Saved data entries
········

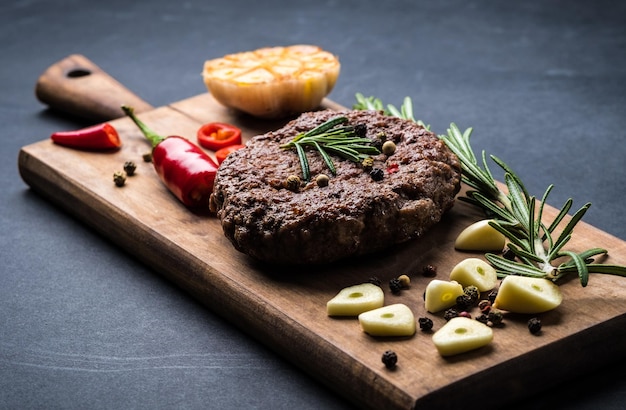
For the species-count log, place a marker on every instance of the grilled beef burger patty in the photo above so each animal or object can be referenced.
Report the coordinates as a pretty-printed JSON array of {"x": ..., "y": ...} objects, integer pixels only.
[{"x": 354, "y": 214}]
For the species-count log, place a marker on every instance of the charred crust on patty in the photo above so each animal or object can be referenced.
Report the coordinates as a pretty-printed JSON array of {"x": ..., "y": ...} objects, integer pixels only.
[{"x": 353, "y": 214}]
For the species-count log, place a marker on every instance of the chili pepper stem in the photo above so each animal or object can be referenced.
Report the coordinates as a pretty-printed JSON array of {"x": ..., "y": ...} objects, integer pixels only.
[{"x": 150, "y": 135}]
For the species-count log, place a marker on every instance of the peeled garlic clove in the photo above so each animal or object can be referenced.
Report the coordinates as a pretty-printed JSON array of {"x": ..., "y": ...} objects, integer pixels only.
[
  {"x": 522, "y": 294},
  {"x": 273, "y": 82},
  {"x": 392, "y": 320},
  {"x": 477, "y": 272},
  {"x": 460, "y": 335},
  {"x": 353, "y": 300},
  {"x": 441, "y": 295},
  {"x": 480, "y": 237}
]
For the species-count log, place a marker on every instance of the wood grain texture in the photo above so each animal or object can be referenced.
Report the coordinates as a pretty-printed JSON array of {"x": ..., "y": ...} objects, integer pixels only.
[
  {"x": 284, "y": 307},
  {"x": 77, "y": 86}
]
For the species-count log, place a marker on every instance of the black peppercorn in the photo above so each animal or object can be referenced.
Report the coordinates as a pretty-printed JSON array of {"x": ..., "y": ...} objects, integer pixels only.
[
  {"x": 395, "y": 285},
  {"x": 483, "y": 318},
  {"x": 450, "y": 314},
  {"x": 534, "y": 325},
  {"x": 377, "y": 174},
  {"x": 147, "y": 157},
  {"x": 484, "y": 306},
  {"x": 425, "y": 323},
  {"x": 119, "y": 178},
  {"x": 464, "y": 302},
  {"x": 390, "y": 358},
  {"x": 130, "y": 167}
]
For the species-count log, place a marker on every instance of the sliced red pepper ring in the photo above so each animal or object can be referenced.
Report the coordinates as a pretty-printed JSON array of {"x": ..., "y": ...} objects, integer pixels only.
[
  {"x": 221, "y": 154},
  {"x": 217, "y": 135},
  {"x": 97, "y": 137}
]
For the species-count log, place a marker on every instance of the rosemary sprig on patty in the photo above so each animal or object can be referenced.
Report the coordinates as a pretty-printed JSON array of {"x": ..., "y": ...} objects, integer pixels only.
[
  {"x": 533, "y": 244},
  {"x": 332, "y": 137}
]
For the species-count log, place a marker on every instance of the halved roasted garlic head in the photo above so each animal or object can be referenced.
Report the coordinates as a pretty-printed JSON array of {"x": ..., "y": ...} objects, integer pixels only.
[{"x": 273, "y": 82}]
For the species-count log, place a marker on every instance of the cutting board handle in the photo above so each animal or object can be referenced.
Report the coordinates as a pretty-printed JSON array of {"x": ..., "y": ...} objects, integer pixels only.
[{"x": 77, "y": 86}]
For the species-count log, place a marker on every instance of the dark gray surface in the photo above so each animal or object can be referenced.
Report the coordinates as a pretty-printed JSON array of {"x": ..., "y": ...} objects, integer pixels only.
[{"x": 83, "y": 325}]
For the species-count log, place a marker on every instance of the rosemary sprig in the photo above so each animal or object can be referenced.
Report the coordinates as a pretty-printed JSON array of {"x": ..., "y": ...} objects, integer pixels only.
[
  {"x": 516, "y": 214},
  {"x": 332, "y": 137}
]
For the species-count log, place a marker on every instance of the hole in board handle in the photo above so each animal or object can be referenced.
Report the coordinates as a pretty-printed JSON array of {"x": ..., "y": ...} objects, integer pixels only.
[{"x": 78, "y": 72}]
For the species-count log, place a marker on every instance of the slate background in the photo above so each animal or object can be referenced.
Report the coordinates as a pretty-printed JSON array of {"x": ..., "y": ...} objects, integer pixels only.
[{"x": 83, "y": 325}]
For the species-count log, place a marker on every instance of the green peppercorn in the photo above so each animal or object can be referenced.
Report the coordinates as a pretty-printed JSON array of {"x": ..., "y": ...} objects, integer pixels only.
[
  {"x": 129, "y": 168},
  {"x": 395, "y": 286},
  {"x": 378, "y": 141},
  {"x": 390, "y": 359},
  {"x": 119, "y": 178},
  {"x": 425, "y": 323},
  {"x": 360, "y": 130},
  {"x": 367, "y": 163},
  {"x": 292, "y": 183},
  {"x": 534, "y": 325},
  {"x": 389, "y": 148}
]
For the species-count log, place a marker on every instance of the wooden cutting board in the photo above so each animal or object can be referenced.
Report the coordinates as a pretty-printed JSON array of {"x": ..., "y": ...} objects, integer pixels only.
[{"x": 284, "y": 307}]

········

■ Goal ■
Print each record exactly as it stands, leaving the images out.

■ Output of the exercise ■
For the species-count log, place a marker on every instance of the grilled beef burger patty in the photo above so each animal or object can be referenced.
Report the coordinates as a pretty-printed JSON array of {"x": ..., "y": ...} objects, integer pixels only.
[{"x": 354, "y": 214}]
For the species-count log, place a marker on every instance of the charred crust on patty in the photo above so each animal or object can be referenced.
Report the coordinates as a pretty-printed JSON array of {"x": ..., "y": ...} objects, integer pixels only.
[{"x": 353, "y": 214}]
For the species-count log, place a marker on every instance of the chili pepper stem in the photo above so each animal or object can be referenced.
Report the coordinates as a pretty-printed JSON array of {"x": ..., "y": ...} objects, integer pixels only.
[{"x": 150, "y": 135}]
For the species-count log, place a marker on every instance of the peeled garlic clove in the photo above so each animal or object can be referenced.
Report the coordinates as a pretty-printed JSON array of {"x": ..., "y": ...} objects, integer pixels only.
[
  {"x": 522, "y": 294},
  {"x": 273, "y": 82},
  {"x": 392, "y": 320},
  {"x": 477, "y": 272},
  {"x": 460, "y": 335},
  {"x": 353, "y": 300},
  {"x": 441, "y": 295},
  {"x": 480, "y": 237}
]
For the species-count log, place a marker on every instance of the wood grain texture in the photo above so each animal or object can be referenced.
Report the coordinates as a pretty-printed JSON array of {"x": ..., "y": ...} objects, integer pixels only.
[
  {"x": 284, "y": 307},
  {"x": 77, "y": 86}
]
For the species-count log, place a marker on every instance of the black peppercorn in the photo above so each animal or object can be referenced.
Report the coordinates as a pretty-printed JSON array of {"x": ..., "y": ...} objects, integer pixels only.
[
  {"x": 395, "y": 285},
  {"x": 483, "y": 318},
  {"x": 450, "y": 314},
  {"x": 534, "y": 325},
  {"x": 377, "y": 174},
  {"x": 147, "y": 157},
  {"x": 484, "y": 306},
  {"x": 425, "y": 323},
  {"x": 119, "y": 178},
  {"x": 464, "y": 302},
  {"x": 390, "y": 358},
  {"x": 130, "y": 167}
]
For the species-count log, place a marker on every instance of the sliced red pepper ring in the photo above so each animal or object can be referenced.
Report the coordinates as a pretty-printed JSON array of {"x": ..., "y": ...} objects, integer pixels only.
[
  {"x": 221, "y": 154},
  {"x": 217, "y": 135},
  {"x": 97, "y": 137}
]
For the species-count log, place a marker on every instance of the rosemary sprig on patty in the photo above so each animal or object can be referenced.
Report the coordinates as a pretty-printed JSON array of {"x": ..., "y": ...} objects, integer pixels only.
[
  {"x": 533, "y": 244},
  {"x": 332, "y": 137}
]
For the species-count log, place a marker on every instance of the halved roasted garlic head in the photo above so each animal or object can be referenced.
Report the coordinates as a pretty-printed JSON array of {"x": ..., "y": ...} objects, integer pixels only.
[{"x": 273, "y": 82}]
For the species-count log, place a marker on every instance of the cutting board handle in the photo above so each animal or object can be referenced.
Report the coordinates as a pretty-printed JSON array of {"x": ..., "y": ...} objects, integer pixels only.
[{"x": 77, "y": 86}]
For the species-count log, place a marker on every instance of the dark gray surface in the photo above so each animal or object can be referenced.
Report the coordinates as a pretty-printed JSON array of {"x": ..., "y": ...} objects, integer pixels only.
[{"x": 83, "y": 325}]
For the species-count log, place a marker on every instance of the rosemary sprig in the photo above so each animal or object can be referenced.
Report the coordinates as a pretty-printed JSON array of {"x": ..., "y": ...} objects, integer pixels only.
[
  {"x": 516, "y": 214},
  {"x": 332, "y": 137}
]
For the species-count log, place a marker on every instance of the hole in board handle in the photo above so each animal or object can be referenced.
Report the coordinates as a pretty-printed JSON array of {"x": ..., "y": ...} objects, integer pixels only.
[{"x": 78, "y": 72}]
For the species-count log, place a marker on every instance of the slate background in the photo above so each animal or object can be referenced.
Report the coordinates as a pretty-printed JSON array of {"x": ..., "y": ...} objects, integer pixels only.
[{"x": 83, "y": 325}]
For the species-count log, place a marker on every instance of the green peppercorn in the photo above so each animal or object can be referenced.
Report the coordinates as a pretty-printed JSON array of {"x": ..., "y": ...} objects, integer pixels only.
[
  {"x": 129, "y": 168},
  {"x": 395, "y": 286},
  {"x": 378, "y": 141},
  {"x": 390, "y": 359},
  {"x": 119, "y": 178},
  {"x": 425, "y": 323},
  {"x": 360, "y": 130},
  {"x": 367, "y": 163},
  {"x": 292, "y": 183},
  {"x": 534, "y": 325},
  {"x": 389, "y": 148}
]
For the species-count log, place a marker on every instance of the wooden cutting board in the photo above so each animal or object can be referenced.
Report the coordinates as a pretty-printed JSON array of {"x": ..., "y": ...} objects, integer pixels only.
[{"x": 284, "y": 307}]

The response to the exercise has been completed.